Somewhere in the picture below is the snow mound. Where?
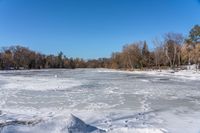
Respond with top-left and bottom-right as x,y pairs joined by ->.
0,115 -> 105,133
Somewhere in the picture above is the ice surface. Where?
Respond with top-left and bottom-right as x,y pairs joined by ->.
0,69 -> 200,133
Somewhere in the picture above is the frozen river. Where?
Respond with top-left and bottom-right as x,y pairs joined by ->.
0,69 -> 200,133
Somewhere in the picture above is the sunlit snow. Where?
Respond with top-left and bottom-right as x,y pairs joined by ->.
0,69 -> 200,133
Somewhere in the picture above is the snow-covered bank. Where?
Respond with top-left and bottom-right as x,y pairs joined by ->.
98,69 -> 200,80
0,69 -> 200,133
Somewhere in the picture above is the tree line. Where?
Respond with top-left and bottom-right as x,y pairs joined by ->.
0,25 -> 200,70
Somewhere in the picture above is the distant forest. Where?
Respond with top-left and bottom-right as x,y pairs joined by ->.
0,25 -> 200,70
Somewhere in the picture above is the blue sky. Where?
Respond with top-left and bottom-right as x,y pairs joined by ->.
0,0 -> 200,59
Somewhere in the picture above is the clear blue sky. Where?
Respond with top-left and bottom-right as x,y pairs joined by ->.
0,0 -> 200,59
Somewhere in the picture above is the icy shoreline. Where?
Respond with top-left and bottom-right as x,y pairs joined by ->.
0,69 -> 200,133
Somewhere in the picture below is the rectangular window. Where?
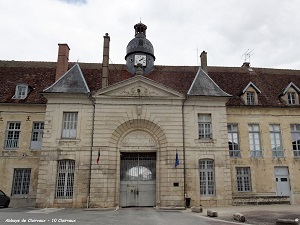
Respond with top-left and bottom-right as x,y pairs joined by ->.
270,124 -> 284,158
62,112 -> 78,138
12,84 -> 28,99
199,159 -> 215,196
291,124 -> 300,157
287,92 -> 296,105
198,114 -> 212,139
227,124 -> 241,158
4,122 -> 21,149
248,124 -> 262,158
55,160 -> 75,198
11,169 -> 31,195
247,91 -> 255,105
236,167 -> 251,192
30,122 -> 44,150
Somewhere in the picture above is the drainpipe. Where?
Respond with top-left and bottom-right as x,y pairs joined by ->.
86,96 -> 95,208
181,95 -> 188,204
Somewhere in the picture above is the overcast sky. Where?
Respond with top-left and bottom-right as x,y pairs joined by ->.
0,0 -> 300,69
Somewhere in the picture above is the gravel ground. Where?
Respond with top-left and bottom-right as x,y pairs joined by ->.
189,205 -> 300,225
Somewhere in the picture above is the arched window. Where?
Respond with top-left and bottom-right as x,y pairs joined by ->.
55,160 -> 75,198
199,159 -> 215,196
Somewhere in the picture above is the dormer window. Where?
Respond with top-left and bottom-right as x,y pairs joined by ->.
12,84 -> 29,99
247,91 -> 255,105
281,82 -> 300,106
287,92 -> 296,105
241,82 -> 261,105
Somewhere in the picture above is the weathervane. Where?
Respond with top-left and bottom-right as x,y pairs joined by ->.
242,49 -> 254,63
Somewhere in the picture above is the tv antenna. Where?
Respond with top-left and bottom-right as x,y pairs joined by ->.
242,48 -> 254,63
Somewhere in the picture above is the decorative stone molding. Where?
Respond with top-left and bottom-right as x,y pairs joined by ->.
122,131 -> 156,147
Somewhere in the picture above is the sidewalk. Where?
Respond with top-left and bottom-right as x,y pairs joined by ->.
187,205 -> 300,225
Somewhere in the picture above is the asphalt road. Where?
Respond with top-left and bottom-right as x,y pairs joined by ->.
0,208 -> 243,225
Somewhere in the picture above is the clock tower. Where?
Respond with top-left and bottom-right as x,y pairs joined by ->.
125,22 -> 155,75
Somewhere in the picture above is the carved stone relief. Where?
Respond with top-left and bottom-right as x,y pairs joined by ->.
122,131 -> 155,147
115,85 -> 160,96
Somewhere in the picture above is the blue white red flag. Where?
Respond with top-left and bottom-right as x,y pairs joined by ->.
97,148 -> 100,164
175,149 -> 179,168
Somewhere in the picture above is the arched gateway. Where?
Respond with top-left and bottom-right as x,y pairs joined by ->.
111,119 -> 167,207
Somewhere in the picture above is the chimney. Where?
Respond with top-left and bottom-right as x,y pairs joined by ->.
200,51 -> 208,73
102,33 -> 110,88
242,62 -> 250,68
55,44 -> 70,81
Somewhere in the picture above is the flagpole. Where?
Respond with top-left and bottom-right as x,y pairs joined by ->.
86,99 -> 95,208
181,95 -> 188,205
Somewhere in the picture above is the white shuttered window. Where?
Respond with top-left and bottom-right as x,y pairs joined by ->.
62,112 -> 78,139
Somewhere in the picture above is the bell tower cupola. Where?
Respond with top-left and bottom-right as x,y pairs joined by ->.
125,22 -> 155,75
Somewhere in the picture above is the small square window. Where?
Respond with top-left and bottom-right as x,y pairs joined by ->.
198,114 -> 212,139
287,92 -> 296,105
12,84 -> 28,99
247,91 -> 255,105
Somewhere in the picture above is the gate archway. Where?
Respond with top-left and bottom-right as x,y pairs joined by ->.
110,119 -> 167,206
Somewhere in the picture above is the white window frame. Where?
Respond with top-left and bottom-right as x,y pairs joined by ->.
199,159 -> 215,196
290,124 -> 300,157
30,122 -> 44,150
236,167 -> 252,192
61,112 -> 78,139
4,121 -> 21,149
55,160 -> 75,199
246,91 -> 255,105
198,114 -> 212,139
248,124 -> 262,158
269,124 -> 284,158
227,124 -> 241,158
11,168 -> 31,195
287,92 -> 296,105
13,84 -> 28,99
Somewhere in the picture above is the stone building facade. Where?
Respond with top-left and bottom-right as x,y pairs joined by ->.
0,23 -> 300,208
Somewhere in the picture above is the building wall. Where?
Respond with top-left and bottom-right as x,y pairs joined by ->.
0,104 -> 45,207
91,97 -> 184,207
227,106 -> 300,204
36,95 -> 93,207
184,97 -> 232,206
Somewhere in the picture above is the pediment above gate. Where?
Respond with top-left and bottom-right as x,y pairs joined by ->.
122,131 -> 156,147
94,76 -> 184,99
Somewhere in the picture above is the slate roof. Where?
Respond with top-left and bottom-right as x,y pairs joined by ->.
0,61 -> 300,107
188,68 -> 231,97
43,63 -> 90,93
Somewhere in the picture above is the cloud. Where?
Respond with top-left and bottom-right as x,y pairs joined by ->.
0,0 -> 300,69
58,0 -> 87,4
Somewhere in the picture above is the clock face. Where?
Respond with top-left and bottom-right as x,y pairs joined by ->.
134,55 -> 146,66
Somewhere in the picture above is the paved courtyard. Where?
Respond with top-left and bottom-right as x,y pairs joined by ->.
0,205 -> 300,225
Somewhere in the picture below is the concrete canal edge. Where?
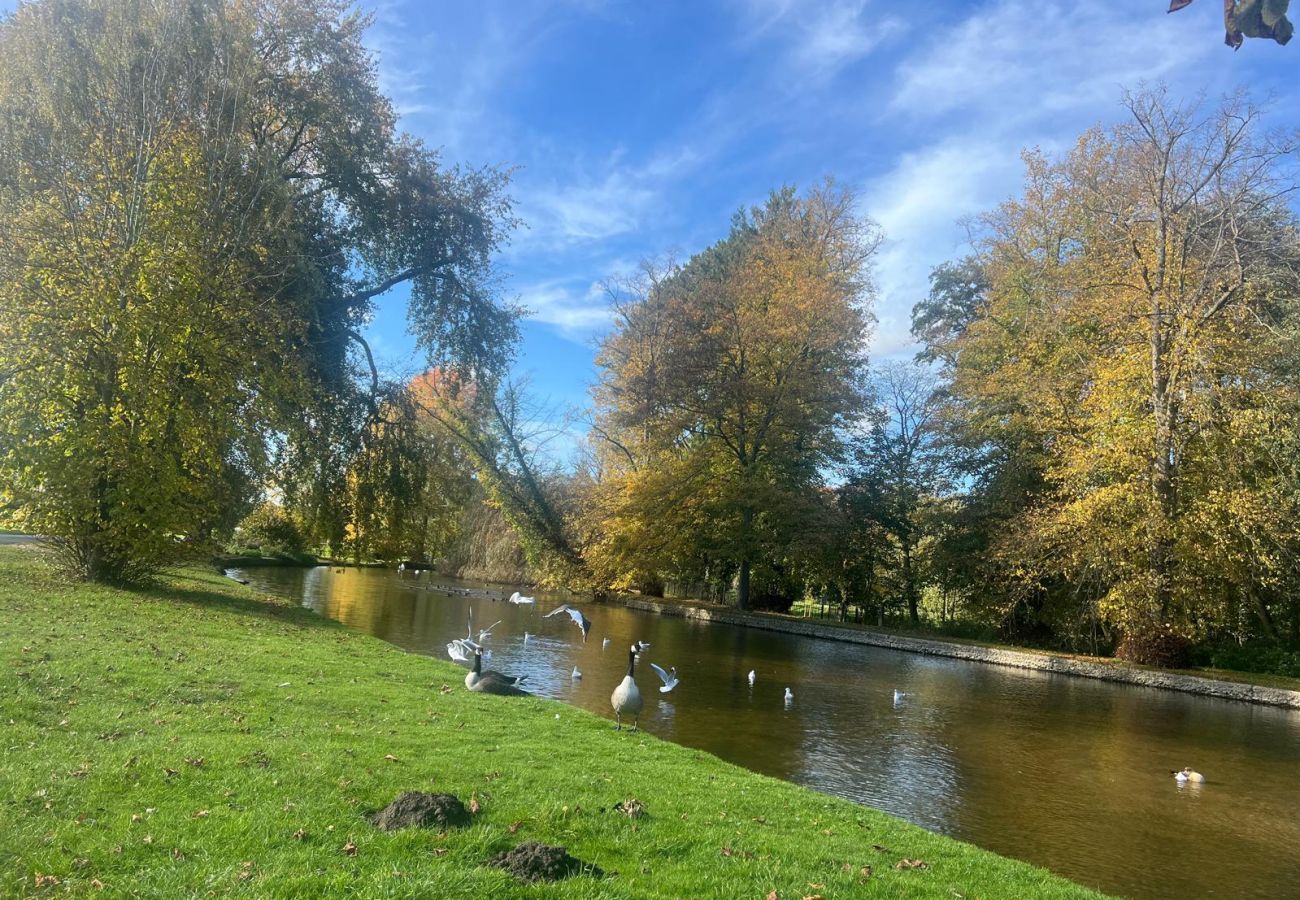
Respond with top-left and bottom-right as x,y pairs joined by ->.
614,597 -> 1300,709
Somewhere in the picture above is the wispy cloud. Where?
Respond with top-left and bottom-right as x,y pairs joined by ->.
736,0 -> 907,79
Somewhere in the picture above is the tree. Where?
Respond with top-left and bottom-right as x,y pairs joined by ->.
597,183 -> 878,609
925,84 -> 1300,658
0,0 -> 517,580
855,363 -> 944,624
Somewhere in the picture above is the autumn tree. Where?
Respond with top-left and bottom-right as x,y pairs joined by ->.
595,183 -> 878,607
925,90 -> 1300,659
0,0 -> 516,579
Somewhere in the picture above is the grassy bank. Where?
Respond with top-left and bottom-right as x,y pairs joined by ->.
0,548 -> 1095,899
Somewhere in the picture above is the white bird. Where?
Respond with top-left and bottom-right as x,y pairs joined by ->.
610,641 -> 650,731
542,603 -> 595,646
650,662 -> 677,693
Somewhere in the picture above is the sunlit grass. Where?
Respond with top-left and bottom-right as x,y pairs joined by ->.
0,548 -> 1095,900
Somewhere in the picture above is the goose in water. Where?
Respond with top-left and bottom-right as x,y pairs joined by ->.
542,603 -> 595,646
610,641 -> 649,731
650,662 -> 677,693
465,649 -> 528,697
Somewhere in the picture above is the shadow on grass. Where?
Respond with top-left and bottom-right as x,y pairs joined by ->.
124,574 -> 343,628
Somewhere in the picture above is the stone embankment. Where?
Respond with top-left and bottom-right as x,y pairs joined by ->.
619,597 -> 1300,709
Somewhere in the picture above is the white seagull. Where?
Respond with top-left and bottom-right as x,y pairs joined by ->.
542,603 -> 595,646
650,662 -> 677,693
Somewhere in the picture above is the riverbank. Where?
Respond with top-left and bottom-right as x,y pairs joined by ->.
0,548 -> 1096,899
615,596 -> 1300,709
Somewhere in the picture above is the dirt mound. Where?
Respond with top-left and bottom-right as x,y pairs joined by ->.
488,841 -> 601,882
371,791 -> 469,831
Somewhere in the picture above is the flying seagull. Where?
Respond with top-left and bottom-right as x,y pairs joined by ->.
650,662 -> 677,693
542,603 -> 592,644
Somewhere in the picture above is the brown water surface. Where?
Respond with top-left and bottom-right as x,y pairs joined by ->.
243,567 -> 1300,899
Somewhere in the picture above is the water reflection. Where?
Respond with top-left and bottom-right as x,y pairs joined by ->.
236,568 -> 1300,897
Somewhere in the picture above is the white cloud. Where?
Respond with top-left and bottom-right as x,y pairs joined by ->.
737,0 -> 906,79
519,281 -> 614,343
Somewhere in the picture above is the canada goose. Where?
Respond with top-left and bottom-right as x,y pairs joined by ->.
610,641 -> 649,731
542,603 -> 595,646
650,662 -> 677,693
465,649 -> 528,697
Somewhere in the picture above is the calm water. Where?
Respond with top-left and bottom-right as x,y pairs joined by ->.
236,568 -> 1300,899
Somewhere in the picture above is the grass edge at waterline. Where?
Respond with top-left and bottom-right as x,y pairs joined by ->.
0,548 -> 1096,899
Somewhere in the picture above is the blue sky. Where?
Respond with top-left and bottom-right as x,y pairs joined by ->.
0,0 -> 1300,452
353,0 -> 1300,442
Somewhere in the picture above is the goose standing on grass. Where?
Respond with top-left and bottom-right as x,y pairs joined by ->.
610,641 -> 650,731
650,662 -> 677,693
465,648 -> 528,697
542,603 -> 595,646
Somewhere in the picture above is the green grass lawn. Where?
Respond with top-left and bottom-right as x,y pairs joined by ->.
0,548 -> 1096,900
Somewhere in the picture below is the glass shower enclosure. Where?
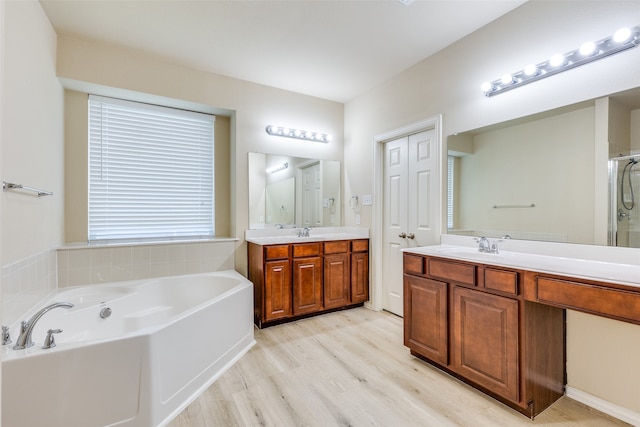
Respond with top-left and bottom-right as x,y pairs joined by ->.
609,155 -> 640,248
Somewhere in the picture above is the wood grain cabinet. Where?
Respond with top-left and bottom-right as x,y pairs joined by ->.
350,240 -> 369,304
404,253 -> 565,418
248,239 -> 369,328
324,241 -> 351,309
292,243 -> 323,316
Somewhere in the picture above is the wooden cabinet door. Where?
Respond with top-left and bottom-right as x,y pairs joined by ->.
293,257 -> 323,315
324,254 -> 350,309
404,274 -> 449,365
452,286 -> 519,402
351,252 -> 369,304
264,260 -> 292,321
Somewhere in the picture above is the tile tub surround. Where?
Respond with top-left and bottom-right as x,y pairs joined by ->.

* * * * * * *

* Task prompt *
Convert the items above into a Markdown table with the columns Row and Line, starting at the line that contains "Somewhere in the picture below is the concrete" and ending at the line that contains "855,363 -> 944,624". Number each line in Row, skip blank lines, and leave the pictures out.

* Expected answer *
| Row | Line |
|---|---|
| 1 | Somewhere in the picture below is the concrete canal edge. Where? |
| 2 | Respond with top-left and bottom-right as x,y pairs joined by ->. |
| 3 | 614,597 -> 1300,709 |
| 4 | Somewhere in the picture above is the wispy cloud. Where? |
| 5 | Respond with top-left and bottom-right as x,y pairs joined by ->. |
| 6 | 736,0 -> 907,79 |
| 7 | Somewhere in the picture above is the tree. Where? |
| 8 | Respond with top-left and bottom-right as x,y pairs joined by ->. |
| 9 | 597,183 -> 878,609 |
| 10 | 925,84 -> 1300,658 |
| 11 | 0,0 -> 517,580 |
| 12 | 855,363 -> 944,624 |